Do this: Omit every image, and transcribe the remaining entries exactly as given.
>> BEGIN
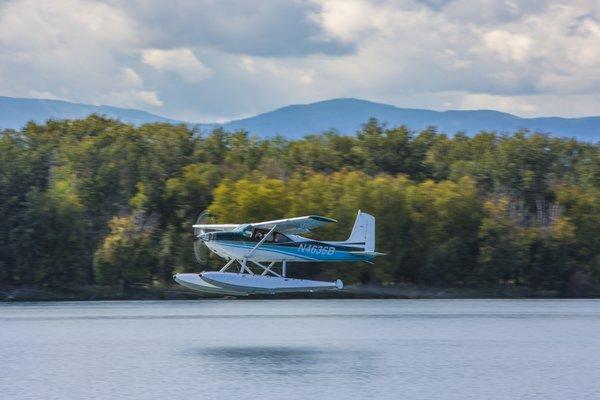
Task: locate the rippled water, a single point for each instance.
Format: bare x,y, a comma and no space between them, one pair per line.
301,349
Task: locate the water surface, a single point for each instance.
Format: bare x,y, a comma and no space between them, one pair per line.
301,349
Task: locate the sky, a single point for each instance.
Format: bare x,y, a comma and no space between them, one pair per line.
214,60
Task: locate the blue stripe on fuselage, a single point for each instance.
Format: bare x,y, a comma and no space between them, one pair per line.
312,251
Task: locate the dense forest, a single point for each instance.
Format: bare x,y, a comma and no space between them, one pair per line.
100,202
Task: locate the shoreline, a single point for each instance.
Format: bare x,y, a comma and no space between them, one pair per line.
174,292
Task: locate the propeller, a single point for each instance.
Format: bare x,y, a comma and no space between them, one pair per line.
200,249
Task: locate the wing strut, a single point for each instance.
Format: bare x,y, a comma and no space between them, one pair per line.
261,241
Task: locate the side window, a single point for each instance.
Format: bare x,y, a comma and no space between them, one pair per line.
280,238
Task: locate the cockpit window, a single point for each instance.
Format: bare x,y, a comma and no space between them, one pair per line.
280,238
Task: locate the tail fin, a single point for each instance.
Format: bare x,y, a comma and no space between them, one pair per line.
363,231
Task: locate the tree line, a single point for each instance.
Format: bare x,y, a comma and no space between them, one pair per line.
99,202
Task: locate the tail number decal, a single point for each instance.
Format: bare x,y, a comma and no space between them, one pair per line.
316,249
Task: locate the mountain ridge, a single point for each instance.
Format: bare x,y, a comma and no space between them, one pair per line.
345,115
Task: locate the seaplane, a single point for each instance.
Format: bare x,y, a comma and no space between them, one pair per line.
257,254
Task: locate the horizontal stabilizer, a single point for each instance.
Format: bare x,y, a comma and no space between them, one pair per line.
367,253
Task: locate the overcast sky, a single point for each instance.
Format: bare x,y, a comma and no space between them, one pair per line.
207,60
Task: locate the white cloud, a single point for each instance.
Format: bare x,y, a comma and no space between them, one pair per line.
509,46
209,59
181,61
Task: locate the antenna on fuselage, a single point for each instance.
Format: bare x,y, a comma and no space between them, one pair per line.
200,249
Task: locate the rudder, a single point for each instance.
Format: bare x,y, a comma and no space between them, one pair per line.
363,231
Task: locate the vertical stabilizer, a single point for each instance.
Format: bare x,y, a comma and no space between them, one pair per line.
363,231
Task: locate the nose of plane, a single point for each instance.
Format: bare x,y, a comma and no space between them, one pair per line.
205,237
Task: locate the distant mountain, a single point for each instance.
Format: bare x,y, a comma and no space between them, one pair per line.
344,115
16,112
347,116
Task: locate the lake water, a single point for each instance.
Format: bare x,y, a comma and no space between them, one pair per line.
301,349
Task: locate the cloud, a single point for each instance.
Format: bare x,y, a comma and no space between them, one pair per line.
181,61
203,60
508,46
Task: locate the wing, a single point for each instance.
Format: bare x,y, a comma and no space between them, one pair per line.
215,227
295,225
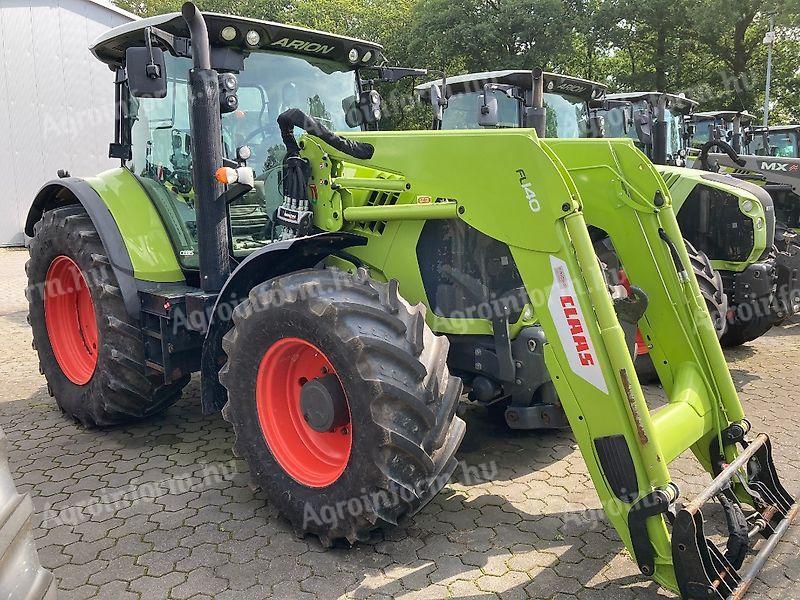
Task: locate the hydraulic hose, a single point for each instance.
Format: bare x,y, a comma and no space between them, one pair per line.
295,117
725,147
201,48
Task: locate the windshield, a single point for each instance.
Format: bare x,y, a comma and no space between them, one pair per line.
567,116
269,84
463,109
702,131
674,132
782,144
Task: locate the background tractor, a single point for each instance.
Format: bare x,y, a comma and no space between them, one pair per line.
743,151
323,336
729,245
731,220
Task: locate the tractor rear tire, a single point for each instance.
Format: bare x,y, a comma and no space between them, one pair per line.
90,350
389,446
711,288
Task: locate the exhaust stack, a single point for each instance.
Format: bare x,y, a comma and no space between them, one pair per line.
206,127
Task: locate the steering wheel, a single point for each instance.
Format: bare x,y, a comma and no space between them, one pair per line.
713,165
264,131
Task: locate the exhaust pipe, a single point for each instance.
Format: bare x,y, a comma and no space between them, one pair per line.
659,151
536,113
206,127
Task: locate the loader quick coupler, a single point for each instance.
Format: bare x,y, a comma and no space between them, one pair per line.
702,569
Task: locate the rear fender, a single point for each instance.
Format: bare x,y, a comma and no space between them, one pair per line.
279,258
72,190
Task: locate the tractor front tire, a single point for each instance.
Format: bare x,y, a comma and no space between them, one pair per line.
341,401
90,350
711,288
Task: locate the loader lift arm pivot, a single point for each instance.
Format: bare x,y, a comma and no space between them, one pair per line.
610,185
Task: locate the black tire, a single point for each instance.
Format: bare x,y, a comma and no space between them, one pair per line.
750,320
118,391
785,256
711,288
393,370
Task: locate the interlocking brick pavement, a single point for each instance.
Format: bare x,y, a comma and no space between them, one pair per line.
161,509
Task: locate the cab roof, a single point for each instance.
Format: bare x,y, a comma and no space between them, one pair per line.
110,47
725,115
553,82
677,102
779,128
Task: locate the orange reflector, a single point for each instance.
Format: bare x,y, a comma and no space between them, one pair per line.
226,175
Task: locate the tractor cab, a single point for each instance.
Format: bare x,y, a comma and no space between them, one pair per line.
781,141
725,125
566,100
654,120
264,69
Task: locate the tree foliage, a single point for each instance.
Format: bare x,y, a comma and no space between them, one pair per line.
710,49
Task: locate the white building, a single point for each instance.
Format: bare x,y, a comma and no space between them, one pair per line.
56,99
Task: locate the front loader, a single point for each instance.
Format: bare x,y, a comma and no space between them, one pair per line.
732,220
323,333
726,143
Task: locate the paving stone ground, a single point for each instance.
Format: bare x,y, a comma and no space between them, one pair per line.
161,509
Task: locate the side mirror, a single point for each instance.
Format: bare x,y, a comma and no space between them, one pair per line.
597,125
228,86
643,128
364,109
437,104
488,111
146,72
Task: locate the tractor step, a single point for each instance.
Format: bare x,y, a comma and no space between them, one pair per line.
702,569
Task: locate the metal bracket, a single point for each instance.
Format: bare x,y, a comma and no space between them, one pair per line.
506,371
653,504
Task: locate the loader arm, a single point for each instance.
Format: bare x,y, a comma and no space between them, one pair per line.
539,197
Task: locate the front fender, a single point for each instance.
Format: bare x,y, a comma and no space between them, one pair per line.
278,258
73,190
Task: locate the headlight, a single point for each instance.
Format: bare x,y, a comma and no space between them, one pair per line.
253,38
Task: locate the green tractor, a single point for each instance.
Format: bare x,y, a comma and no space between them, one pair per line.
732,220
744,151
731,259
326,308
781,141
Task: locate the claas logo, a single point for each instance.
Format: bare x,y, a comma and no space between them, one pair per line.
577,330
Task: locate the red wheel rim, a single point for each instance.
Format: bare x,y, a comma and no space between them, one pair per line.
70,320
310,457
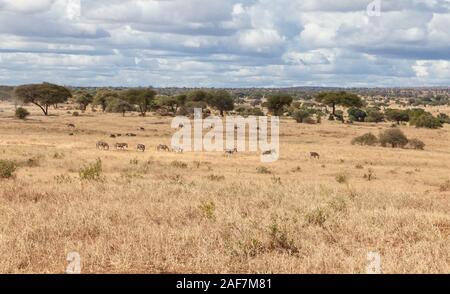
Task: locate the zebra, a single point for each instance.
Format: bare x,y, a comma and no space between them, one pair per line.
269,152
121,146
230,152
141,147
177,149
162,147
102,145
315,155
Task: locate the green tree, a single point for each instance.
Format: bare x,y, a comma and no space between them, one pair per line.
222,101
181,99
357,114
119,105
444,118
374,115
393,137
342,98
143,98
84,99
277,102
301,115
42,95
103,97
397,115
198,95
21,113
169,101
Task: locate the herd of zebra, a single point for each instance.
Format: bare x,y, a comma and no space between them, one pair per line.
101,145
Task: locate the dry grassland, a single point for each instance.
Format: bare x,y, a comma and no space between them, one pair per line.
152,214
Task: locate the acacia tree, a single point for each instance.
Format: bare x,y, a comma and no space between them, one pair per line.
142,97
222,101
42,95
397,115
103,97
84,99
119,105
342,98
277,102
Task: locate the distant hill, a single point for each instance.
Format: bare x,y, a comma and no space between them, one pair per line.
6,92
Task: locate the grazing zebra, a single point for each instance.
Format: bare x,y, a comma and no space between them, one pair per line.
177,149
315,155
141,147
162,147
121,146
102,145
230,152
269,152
>> END
Solution:
Task: locate the rippled water, a single point for each instance.
Format: bare x,y, a comma and no space between them, one pair per line.
301,349
Task: locate the water surface, a single point for each instance.
Format: bare x,y, a comma and no space between them, one pair per line.
301,349
Task: locate the sky, a single point for each instance.
Format: bare x,y, a comma and no space between them, one pair per line.
214,60
Task: locate the blue stripe on fuselage, a single point for each instance.
Format: bare x,y, a comma and no space between them, one pair per line.
312,251
Task: locate the dense forest, a single point for each instance.
Format: bare x,y, a comma and no space between them, one pair per line.
100,202
Task: locate the shoreline, a single point for each instance.
Format: bare x,y, a comma and no space between them, one pair per line.
174,292
Task: locate the propeller, a single point for each instance.
Format: bare x,y, a comma and no space between them, one pair per line.
200,249
Task: locate the wing strut, a single point for each instance.
Format: bare x,y, a comma and no space between them, one pair per line.
261,241
Task: locate the side window, a single point for each instance.
Format: bare x,y, a comma and no space between them, one pair per line.
280,238
Task: locate the cockpit window, a single point for each instance.
Format: bare x,y, a comma and no space between them, one pair per line.
280,238
Task: locate the tail fin, a single point for each instance.
Format: bare x,y, a comma and no space between them, one pair per line.
363,231
Task: locate the tree line, a single point for each instance.
Format: bare x,y, a comma and no space between them, one pair per line.
99,202
Task: locate the tail number decal, a single point for each instance.
Format: bare x,y, a comma and no space between them, one pair per line.
316,249
Task: locate the mountain ridge, a single point for each instance.
Format: bare x,y, a comma and no space between them, one pair per line.
345,115
Task: locate the seaplane, a single point for each instance.
Format: bare x,y, a comma and no space between them, one pair per line.
257,254
Task: locate the horizontal stabilizer, a single point for each instance.
Format: bare x,y, a comma and no space between them, one pair per line.
367,253
Task: locate the overcast sky, a single point for each instance.
Format: bare x,y, a comma and no space between them, one pair per line.
207,60
Task: locate the white cloud, a single point for each instance.
Format: bare x,y, a comma and no space between them, one pair per line.
509,46
209,59
181,61
Task: locate the antenna on fuselage, a single point for each instance.
Format: bare x,y, a comma and no space between them, one pair per line.
200,249
Task: locate the rudder, a single point for each instance.
Format: bare x,y, a comma and no space between them, one pair per line.
363,231
Task: locate the vertical stabilizer, a single point for each instance.
Format: bare x,y, a comma and no space between them, one pair per line.
363,231
Task: locate the nose of plane, a single point for each instance.
Format: bare x,y, a comma and no space between them, one pair per line.
205,237
Task: locate the distant mountain, a single point for each instance.
Format: bare x,y, a comma and no space between them, one pair per line.
344,115
16,112
347,116
Task: locate the lake water, a single point for each instance.
Format: bare x,y, a comma and no space between them, one pair per line.
301,349
Task: locate the cloud, a single point for each instance.
Format: bare x,y, a comma and no space between them, one pair per line.
181,61
203,60
508,46
Task: locate the wing, a single point for each instance.
Format: bare x,y, a comma and no space between them, one pair per line.
215,227
295,225
Task: locate the hydraulic hose, a single point for each instance.
Format: bare x,y, a comma and no space between them, one pair per line.
295,117
725,147
201,48
Task: locate the windshield, a single point for each instance.
Format: bare x,y, a comma and no space between them, one pair per line.
567,116
269,84
463,109
702,131
674,132
782,144
Task: locate the background tractor, a single point for each instance.
Format: bare x,y, a comma and no space between them, one pair per line.
743,151
323,336
729,245
731,220
Task: locate the tractor rear tire, a single point for each instance.
Format: bare x,y, a comma and no space between them, one pair per line.
90,350
389,446
711,288
Task: locate the exhaust stack, a single point for each instance.
Format: bare x,y, a comma and no space between them, one pair per line.
206,127
Task: locate the steering wheel, a single point for each instance.
Format: bare x,y, a comma and no space between them, one pair per line.
713,165
264,131
Task: locate the exhaust pipe, a single point for each instance.
Format: bare x,y, a comma and no space between them, one pair per line.
659,151
536,113
206,127
Task: locate the loader quick coupler, a single point for each instance.
Format: bare x,y, a comma and no space between them, one pair per line.
702,569
Task: locate the rear fender, a single point for each instance.
Format: bare x,y, a comma and no space between them, one pair per line.
279,258
72,190
Task: locate the tractor front tire, a single point for each instance.
Format: bare x,y, a comma and no space between them, one pair per line.
341,401
90,350
711,288
Task: locate the loader lift arm pivot, a single point for each instance.
Format: bare x,y, a comma and no space between them, one pair per line.
610,185
Task: locate the black tire, a single point for each instance.
Format: bare x,y, a comma and no space between them, one pair per line.
750,320
118,391
785,256
711,288
393,370
Task: locate the interlocking brick pavement, a single point for each instance.
Format: bare x,y, a comma and no space between them, one pair per line.
161,509
Task: locate the cab roof, a single point for each instance.
Format: bare x,y, a comma and no space between them, one pair per line.
110,47
725,115
553,82
677,102
779,128
Task: locate the orange reflector, a single point for each instance.
Format: bare x,y, a comma and no space between them, one pair per line.
226,175
Task: locate the tractor cab, a single point for each instance.
Format: bare x,y, a comma and no space between them, one pair per line.
781,141
725,125
566,100
654,120
264,69
Task: locate the tree foliage, a single point for each instance.
Format: bare x,y, a comma and no space between them, one pair per line.
710,49
Task: locate the white building, a single point for each instance.
Format: bare x,y, a comma and no space between them, one pair per line.
56,99
Task: locate the front loader, a single point for each instance.
Format: bare x,y, a comma and no space between them, one pair per line.
732,220
323,333
726,143
Task: locate the paving stone ground, a single point for each instance.
Format: bare x,y, a comma and no space between them, one pair per line.
161,509
Task: locate the side mirror, a single point for each instance.
Format: bare x,y, a comma and no space between them, one pair per line.
597,125
228,86
643,128
364,109
437,104
488,111
146,72
Task: locate the tractor step, a single point for each instance.
Format: bare x,y, a comma and no space between them, one pair per line.
702,569
Task: locate the metal bracket, a single point for each instance.
Format: bare x,y, a comma and no space between them, one pair per line.
506,371
653,504
Task: locate the loader arm, a single point for each instance.
Format: bare x,y, a comma and no space between them, one pair per line.
539,197
Task: locate the front fender, a single point for each instance.
Format: bare x,y, a comma and no space between them, one pair per line.
278,258
73,190
Task: locate the headlight, a single point for each instance.
Format: bare x,y, a comma and no space between them, one pair per line.
253,38
Task: locate the green tractor, a single point for each instance.
Format: bare x,y, a comma and no space between them, one pair per line.
732,220
744,151
731,259
326,308
781,141
Task: locate the claas logo, a single point for each instance.
Format: bare x,y, a comma and no space between them, one pair per line.
577,330
Task: locate the red wheel rim, a single point for each instance.
Format: bare x,y, a comma and no space between them, one pair per line.
70,320
310,457
Task: locate the zebra, a single point for each instance.
Format: bare x,y, a comma and no space between them, one pair per line.
269,152
121,146
230,152
141,147
177,149
162,147
102,145
315,155
Task: locate the green tree, a single point for each instance.
Format: bare x,y, a comma and no space between them, one pair per line.
222,101
181,99
357,114
119,105
444,118
374,115
393,137
342,98
143,98
84,99
277,102
301,115
42,95
103,97
397,115
198,95
21,113
169,101
Task: locate the herd of zebra, a single point for each instance.
Format: bare x,y, a comma and no space between them, one pair per line.
101,145
Task: locate the dry grassland, a single point for each instance.
Format: bare x,y, a comma and no space between them, one pair per line.
152,214
Task: locate the acacia tree, a single point for each instance.
Format: bare x,y, a comma and no space between them, one pair per line.
142,97
222,101
42,95
397,115
103,97
84,99
119,105
342,98
277,102
Task: locate the distant hill, a single point for each instance.
Format: bare x,y, a comma and no space between them, one pair per line.
6,92
Task: locate the grazing zebra, a single point for each instance.
Format: bare x,y, a comma and no space between them, one pair per line.
177,149
315,155
141,147
162,147
121,146
102,145
230,152
269,152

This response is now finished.